Filter the records below, keeping every line that contains the word "rock".

Point labeling dataset excerpts:
* start *

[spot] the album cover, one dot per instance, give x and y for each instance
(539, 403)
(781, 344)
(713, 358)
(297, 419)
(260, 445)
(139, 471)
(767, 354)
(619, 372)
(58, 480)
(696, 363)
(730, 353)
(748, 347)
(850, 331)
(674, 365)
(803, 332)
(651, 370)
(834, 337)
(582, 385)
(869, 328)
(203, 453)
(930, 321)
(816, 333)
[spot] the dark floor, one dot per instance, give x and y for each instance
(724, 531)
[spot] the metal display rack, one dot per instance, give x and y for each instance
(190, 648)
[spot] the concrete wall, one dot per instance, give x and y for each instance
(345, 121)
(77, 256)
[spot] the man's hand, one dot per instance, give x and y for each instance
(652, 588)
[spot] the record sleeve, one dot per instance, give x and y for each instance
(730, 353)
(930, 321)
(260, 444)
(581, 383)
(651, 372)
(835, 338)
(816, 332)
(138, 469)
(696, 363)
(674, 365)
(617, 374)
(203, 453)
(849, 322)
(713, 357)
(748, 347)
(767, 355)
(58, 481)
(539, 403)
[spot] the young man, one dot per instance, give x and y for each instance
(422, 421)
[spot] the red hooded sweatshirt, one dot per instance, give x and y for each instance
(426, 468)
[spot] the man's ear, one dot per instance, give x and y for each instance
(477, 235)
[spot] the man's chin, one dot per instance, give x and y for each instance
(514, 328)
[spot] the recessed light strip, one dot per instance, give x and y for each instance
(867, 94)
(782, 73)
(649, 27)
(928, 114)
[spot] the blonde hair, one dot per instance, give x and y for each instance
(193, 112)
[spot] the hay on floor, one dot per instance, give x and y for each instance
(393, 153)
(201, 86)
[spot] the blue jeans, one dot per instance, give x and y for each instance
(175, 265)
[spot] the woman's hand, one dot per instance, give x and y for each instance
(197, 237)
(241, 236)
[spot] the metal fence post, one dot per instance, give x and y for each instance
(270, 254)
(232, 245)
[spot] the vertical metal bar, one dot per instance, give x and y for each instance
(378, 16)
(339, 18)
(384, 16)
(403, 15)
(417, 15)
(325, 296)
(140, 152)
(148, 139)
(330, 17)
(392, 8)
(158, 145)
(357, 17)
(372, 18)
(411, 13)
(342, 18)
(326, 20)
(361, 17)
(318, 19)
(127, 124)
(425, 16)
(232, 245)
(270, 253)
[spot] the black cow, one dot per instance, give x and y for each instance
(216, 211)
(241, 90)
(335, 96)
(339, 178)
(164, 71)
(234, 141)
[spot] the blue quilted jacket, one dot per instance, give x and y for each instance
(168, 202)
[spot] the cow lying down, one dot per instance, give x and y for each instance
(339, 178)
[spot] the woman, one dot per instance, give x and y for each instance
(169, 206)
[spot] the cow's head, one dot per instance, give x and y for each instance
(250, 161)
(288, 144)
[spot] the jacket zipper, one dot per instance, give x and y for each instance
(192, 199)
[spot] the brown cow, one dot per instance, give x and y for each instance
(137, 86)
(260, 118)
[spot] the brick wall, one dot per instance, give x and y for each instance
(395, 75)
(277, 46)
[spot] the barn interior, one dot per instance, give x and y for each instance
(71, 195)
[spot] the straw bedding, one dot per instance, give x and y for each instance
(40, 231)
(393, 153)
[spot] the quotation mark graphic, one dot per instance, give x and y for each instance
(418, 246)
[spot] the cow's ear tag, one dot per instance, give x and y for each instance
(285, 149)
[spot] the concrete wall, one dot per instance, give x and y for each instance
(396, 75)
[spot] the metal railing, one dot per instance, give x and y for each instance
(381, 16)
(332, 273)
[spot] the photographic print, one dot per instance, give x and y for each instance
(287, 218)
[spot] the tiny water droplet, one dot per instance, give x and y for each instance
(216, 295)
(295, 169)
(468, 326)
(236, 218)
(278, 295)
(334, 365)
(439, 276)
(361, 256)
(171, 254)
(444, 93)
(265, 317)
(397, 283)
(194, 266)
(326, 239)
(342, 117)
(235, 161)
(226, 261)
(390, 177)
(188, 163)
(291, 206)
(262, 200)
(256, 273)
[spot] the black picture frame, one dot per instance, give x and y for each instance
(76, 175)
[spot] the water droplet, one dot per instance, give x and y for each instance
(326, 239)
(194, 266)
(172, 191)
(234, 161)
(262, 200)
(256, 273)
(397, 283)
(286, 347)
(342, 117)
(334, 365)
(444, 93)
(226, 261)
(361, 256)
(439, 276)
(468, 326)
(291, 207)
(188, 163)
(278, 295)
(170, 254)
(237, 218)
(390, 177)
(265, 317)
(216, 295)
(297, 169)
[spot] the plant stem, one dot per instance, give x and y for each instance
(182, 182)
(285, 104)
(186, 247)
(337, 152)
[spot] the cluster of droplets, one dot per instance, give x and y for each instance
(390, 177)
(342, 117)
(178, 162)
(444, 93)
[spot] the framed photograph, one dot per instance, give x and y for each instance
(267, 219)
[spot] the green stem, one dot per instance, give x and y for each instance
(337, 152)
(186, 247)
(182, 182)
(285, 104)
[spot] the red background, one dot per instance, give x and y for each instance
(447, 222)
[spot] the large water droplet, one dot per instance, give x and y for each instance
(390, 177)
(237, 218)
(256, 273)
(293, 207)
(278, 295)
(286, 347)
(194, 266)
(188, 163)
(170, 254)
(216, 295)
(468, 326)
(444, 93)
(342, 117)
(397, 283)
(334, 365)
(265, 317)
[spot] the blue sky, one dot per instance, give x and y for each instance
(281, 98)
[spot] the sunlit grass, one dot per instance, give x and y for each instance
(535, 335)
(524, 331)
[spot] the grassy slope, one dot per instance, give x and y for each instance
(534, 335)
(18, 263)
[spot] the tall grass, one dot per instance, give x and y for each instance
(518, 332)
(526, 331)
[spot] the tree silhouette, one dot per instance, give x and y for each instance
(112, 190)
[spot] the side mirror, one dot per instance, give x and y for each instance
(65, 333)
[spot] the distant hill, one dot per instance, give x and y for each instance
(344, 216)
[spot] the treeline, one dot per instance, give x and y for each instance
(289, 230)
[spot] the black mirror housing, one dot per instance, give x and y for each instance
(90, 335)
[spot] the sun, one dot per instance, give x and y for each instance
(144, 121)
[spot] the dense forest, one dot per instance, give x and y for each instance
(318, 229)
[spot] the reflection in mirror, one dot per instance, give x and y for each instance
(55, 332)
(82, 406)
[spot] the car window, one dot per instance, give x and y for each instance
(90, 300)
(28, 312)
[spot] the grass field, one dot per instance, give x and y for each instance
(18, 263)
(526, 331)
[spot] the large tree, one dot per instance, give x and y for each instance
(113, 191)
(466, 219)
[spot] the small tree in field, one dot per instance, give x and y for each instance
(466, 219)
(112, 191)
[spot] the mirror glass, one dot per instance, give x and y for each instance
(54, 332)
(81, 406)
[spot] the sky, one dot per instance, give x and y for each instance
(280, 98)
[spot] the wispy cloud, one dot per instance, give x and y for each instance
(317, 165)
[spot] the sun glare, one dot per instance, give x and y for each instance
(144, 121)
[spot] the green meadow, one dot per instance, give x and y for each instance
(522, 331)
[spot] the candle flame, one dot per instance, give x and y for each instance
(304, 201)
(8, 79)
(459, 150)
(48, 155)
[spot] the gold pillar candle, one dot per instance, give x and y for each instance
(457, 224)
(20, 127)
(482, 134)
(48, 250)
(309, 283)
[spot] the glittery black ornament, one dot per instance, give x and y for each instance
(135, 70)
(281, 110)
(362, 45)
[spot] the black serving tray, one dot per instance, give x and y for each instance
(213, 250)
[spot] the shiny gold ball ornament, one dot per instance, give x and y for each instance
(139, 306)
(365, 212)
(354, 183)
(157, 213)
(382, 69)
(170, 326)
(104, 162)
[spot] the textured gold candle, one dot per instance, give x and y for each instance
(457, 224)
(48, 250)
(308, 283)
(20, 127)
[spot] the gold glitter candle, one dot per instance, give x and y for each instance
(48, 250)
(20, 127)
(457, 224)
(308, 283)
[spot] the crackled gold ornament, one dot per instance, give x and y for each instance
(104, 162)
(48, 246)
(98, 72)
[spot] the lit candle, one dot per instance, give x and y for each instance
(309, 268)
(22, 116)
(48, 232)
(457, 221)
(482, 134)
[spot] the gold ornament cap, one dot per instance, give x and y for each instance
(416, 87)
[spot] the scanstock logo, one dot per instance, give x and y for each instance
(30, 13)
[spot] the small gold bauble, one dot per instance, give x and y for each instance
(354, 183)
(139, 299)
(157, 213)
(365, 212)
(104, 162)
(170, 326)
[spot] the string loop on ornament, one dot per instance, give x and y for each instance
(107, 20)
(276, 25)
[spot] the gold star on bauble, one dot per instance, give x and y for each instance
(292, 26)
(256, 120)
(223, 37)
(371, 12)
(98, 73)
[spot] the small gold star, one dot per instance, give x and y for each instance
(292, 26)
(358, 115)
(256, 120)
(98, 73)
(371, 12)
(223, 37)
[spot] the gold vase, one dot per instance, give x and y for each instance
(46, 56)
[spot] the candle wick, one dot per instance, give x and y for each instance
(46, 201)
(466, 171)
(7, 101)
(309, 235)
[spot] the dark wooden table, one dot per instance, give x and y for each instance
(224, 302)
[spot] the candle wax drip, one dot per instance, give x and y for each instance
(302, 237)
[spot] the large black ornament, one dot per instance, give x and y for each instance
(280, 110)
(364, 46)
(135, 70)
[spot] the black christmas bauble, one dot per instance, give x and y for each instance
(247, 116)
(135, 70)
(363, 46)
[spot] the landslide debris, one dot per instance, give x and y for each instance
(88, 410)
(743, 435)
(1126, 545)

* end *
* start *

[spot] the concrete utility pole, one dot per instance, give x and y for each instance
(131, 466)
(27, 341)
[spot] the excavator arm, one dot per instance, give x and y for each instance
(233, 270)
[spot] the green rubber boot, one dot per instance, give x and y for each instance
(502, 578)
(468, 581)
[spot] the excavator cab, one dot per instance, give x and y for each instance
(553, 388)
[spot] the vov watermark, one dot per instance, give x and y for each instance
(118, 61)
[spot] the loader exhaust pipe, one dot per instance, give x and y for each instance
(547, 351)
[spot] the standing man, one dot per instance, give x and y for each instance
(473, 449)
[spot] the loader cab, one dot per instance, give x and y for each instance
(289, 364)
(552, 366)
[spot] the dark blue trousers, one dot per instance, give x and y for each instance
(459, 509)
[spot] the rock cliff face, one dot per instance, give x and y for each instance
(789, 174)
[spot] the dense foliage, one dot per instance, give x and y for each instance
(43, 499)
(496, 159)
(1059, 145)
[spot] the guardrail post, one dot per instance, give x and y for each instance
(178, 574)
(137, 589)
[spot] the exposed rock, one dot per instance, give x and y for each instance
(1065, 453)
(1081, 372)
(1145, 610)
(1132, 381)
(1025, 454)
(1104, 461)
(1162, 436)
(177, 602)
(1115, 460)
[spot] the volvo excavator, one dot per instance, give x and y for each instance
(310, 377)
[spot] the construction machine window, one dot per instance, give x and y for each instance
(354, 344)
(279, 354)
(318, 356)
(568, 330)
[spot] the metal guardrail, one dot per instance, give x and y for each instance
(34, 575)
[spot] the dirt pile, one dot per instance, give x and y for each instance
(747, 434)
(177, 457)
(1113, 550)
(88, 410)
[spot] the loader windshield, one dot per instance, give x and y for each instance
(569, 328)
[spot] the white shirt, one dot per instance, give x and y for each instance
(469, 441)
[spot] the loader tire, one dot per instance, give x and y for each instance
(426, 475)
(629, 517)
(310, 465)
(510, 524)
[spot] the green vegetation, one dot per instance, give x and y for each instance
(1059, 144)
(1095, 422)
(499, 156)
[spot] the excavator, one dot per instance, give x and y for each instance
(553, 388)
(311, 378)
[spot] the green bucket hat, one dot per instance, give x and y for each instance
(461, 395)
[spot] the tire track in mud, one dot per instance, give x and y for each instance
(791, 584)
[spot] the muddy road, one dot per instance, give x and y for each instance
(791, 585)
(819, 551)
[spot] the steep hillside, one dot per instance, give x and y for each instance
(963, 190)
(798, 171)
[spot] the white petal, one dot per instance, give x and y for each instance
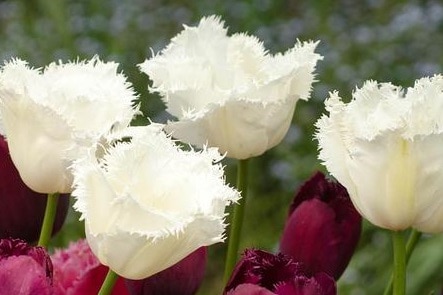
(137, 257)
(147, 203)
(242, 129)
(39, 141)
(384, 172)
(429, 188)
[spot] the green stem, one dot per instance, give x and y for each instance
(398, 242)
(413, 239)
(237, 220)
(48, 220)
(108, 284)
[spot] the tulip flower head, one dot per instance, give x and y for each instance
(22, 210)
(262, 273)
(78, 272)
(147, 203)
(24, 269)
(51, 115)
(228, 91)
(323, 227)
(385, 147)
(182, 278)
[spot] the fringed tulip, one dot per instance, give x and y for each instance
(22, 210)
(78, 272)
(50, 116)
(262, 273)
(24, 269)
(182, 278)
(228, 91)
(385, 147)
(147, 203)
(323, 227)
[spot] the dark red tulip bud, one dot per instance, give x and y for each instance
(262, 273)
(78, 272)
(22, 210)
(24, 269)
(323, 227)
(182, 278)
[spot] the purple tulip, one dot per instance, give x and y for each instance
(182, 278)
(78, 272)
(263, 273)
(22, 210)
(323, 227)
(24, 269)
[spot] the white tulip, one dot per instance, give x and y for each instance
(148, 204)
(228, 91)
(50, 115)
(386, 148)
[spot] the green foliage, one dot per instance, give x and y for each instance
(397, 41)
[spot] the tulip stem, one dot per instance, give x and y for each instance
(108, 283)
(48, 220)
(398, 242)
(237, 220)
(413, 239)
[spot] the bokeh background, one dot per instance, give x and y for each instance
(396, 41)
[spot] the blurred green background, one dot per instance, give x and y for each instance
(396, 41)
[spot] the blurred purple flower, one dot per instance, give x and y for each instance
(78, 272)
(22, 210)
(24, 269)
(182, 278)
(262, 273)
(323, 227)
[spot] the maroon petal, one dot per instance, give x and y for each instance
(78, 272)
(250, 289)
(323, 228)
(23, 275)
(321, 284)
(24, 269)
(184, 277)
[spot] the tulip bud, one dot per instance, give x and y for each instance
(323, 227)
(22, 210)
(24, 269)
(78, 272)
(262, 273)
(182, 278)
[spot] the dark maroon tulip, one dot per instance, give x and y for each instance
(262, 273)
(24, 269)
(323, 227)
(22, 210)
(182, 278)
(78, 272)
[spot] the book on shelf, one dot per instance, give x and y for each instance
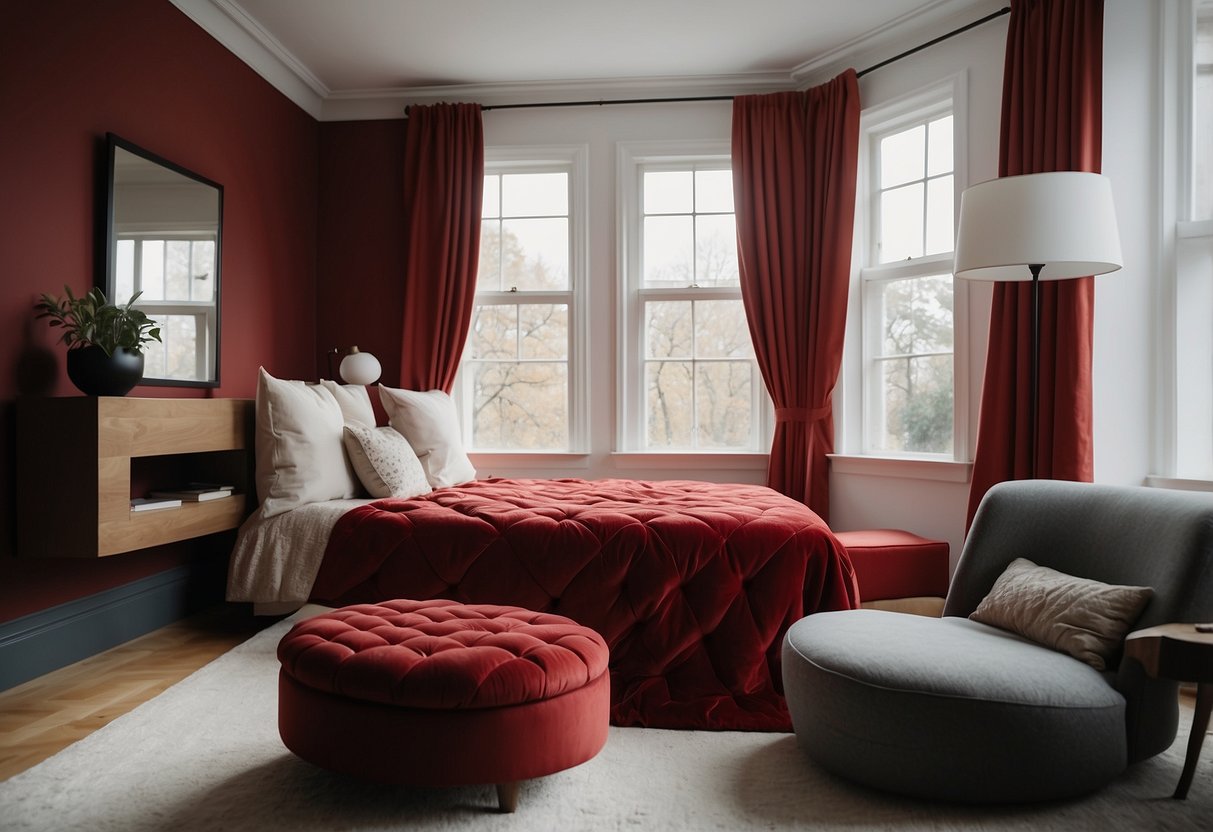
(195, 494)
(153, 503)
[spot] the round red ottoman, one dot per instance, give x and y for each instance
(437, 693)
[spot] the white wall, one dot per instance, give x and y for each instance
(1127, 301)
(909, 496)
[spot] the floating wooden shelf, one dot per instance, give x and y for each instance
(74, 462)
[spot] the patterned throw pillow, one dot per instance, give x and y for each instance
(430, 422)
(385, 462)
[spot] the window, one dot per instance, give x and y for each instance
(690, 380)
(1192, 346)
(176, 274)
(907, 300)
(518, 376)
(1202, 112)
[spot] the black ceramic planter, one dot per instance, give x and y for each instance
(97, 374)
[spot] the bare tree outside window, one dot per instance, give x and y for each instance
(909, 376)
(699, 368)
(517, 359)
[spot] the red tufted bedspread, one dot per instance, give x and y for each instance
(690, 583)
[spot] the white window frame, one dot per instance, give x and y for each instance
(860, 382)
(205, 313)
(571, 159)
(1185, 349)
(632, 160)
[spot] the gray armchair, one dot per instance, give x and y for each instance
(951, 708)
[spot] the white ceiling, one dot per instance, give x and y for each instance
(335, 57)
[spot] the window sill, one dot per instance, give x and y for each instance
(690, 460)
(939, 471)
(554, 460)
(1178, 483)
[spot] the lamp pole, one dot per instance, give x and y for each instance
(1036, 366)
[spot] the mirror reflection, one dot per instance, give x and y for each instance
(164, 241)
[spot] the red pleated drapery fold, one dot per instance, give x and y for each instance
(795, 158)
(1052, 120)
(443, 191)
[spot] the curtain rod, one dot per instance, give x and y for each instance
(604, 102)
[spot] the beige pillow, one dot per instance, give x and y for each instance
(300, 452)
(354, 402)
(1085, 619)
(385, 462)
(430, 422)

* end *

SOLUTION FOR THIS TASK:
[spot] the rock cliff face, one dot per instance, give x and y for each instance
[spot] the exposed rock, one dot per instance, give x and y for each instance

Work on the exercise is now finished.